▸ WORK TO BE COMPLETED:
Report each line of the data that includes the word "indicate".
[Opening TASK DATA section]
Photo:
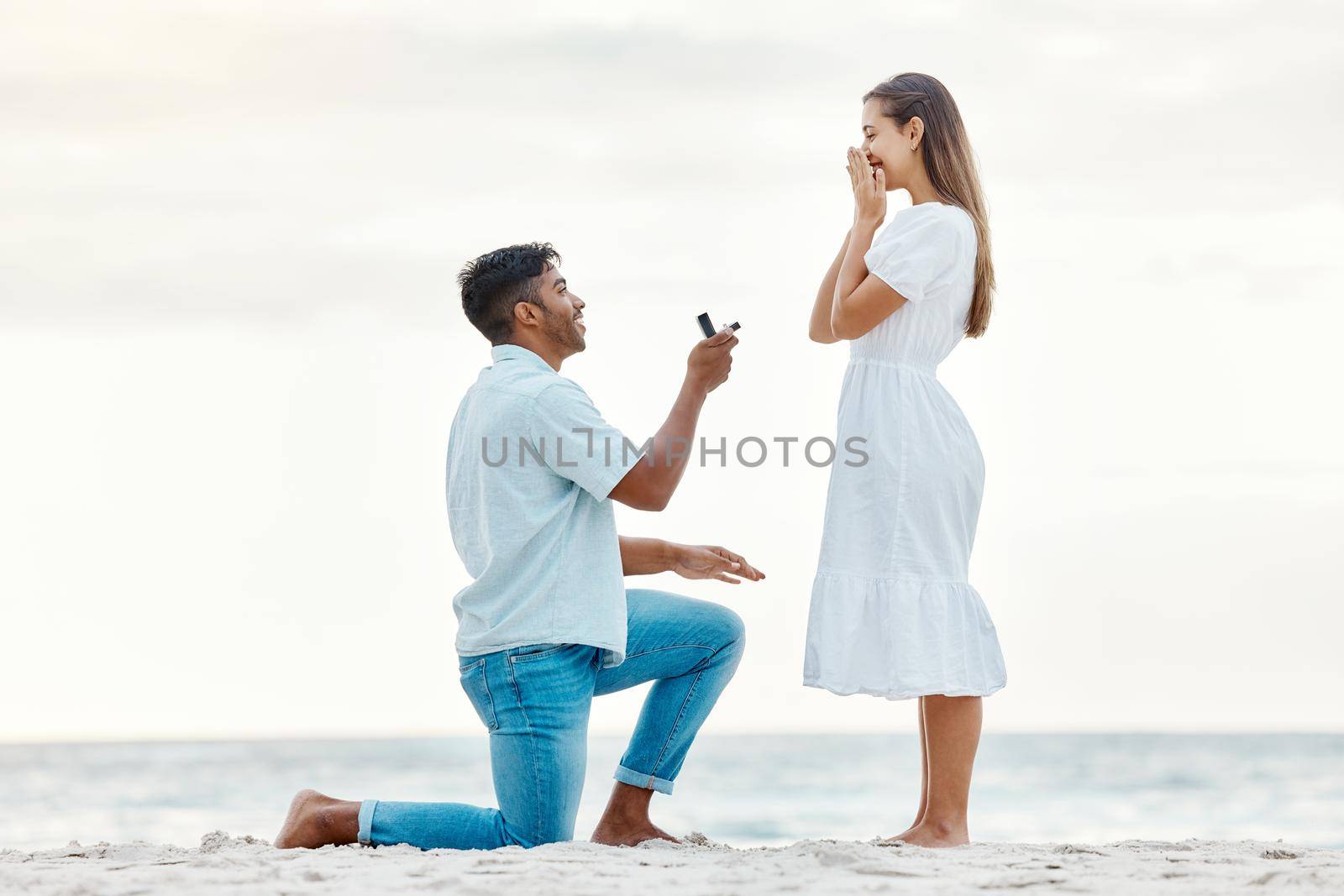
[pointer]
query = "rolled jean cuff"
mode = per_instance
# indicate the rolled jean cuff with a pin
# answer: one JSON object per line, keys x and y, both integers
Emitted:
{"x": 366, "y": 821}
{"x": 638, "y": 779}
[Closing TASK DATA section]
[Opening TASK DATA section]
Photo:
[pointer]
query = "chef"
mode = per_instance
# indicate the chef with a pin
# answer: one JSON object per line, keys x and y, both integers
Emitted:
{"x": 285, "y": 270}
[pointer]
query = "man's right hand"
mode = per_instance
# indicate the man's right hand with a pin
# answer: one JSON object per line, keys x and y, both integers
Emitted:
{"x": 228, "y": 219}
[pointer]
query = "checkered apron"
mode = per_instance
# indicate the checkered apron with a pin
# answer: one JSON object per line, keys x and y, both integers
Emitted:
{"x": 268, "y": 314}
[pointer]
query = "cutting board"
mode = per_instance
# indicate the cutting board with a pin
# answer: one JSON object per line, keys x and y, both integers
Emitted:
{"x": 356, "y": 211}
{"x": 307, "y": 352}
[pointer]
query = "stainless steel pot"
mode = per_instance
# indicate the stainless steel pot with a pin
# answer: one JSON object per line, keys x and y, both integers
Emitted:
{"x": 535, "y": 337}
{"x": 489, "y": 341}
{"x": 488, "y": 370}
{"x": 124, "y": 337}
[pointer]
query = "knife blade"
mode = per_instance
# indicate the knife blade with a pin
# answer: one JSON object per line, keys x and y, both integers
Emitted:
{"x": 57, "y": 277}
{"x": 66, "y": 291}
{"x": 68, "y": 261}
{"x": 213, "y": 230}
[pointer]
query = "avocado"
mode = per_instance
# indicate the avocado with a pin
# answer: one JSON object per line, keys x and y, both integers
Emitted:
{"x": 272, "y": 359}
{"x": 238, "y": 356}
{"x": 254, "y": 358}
[Closing TASK DATA section]
▸ RESPONSE:
# indicate the rolled jean cuff with a pin
# indicate the chef with a pin
# indicate the man's right hand with a pin
# indicate the checkered apron with a pin
# indicate the cutting board with a pin
# indicate the stainless steel pot with a pin
# indicate the knife blade with a pin
# indicate the avocado with a pin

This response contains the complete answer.